Republicano manteve o tom combativo da campanha em seu primeiro dia completo como presidente






Donald Trump, com a esposa e seu vice-presidente, neste sábado na Catedral Nacional de Washington. REUTERS

Donald Trump, presidente dos Estados Unidos desde sexta-feira, atacou a imprensa em seu primeiro ato público no cargo. Em visita à sede da Agência Central de Inteligência (CIA), cujas práticas ele comparou com a Alemanha nazista na semana passada, disse que os jornalistas estão entre os seres humanos "mais desonestos da Terra". Também lhes acusou, sem provas, de mentir sobre o número pessoas presentes na cerimônia de posse desta sexta-feira, em Washington D. C., e sobre outros detalhes de sua chegada na Casa Branca.

Era sua primeira jornada completa como presidente, mas parecia que a campanha eleitoral não tinha terminado: as mesmas palavras, os mesmos ataques. Não importa que já seja presidente, nem que o lugar que lançasse a mensagem contra a mídia fosse um lugar tão solene como a sede da CIA em Langley (Virgínia).

* Extrato de dados:
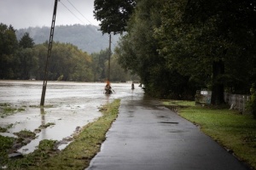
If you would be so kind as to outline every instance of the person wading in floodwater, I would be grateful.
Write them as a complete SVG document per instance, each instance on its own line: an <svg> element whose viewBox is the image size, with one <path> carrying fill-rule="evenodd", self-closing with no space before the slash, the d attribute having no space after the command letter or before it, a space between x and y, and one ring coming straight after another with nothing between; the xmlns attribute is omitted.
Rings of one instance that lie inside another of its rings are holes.
<svg viewBox="0 0 256 170"><path fill-rule="evenodd" d="M107 82L107 84L105 86L105 94L112 94L112 88L111 88L111 86L110 86L110 82L108 81Z"/></svg>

* Tarefas propostas:
1. Devolva, sem nenhuma alteração, o trecho da notícia sobre Trump que começa em "Republicano manteve o" e termina em "na Casa Branca.".
2. Você pode resumir, mantendo os fatos principais, o parágrafo da notícia sobre Trump que começa com "Donald Trump, presidente dos Estados Unidos desde sexta-feira"?
3. Como fica em inglês esta frase da notícia sobre Trump: "Era sua primeira jornada completa como presidente, mas parecia que a campanha eleitoral não tinha terminado: as mesmas palavras, os mesmos ataques."?
Não é preciso consultar o material.

* Respostas escritas:
1.
Republicano manteve o tom combativo da campanha em seu primeiro dia completo como presidente






Donald Trump, com a esposa e seu vice-presidente, neste sábado na Catedral Nacional de Washington. REUTERS

Donald Trump, presidente dos Estados Unidos desde sexta-feira, atacou a imprensa em seu primeiro ato público no cargo. Em visita à sede da Agência Central de Inteligência (CIA), cujas práticas ele comparou com a Alemanha nazista na semana passada, disse que os jornalistas estão entre os seres humanos "mais desonestos da Terra". Também lhes acusou, sem provas, de mentir sobre o número pessoas presentes na cerimônia de posse desta sexta-feira, em Washington D. C., e sobre outros detalhes de sua chegada na Casa Branca.

2. Em seu primeiro ato público como presidente, cargo que assumiu na sexta-feira, Donald Trump atacou a imprensa durante visita à sede da CIA. Na semana anterior, ele havia comparado as práticas da agência com a Alemanha nazista. Trump chamou os jornalistas de alguns dos seres humanos "mais desonestos da Terra". Também os acusou, sem provas, de mentir sobre o público da posse em Washington D. C. e sobre outros detalhes de sua chegada à Casa Branca.

3. It was his first full day as president, but it seemed as if the election campaign had not ended: the same words, the same attacks.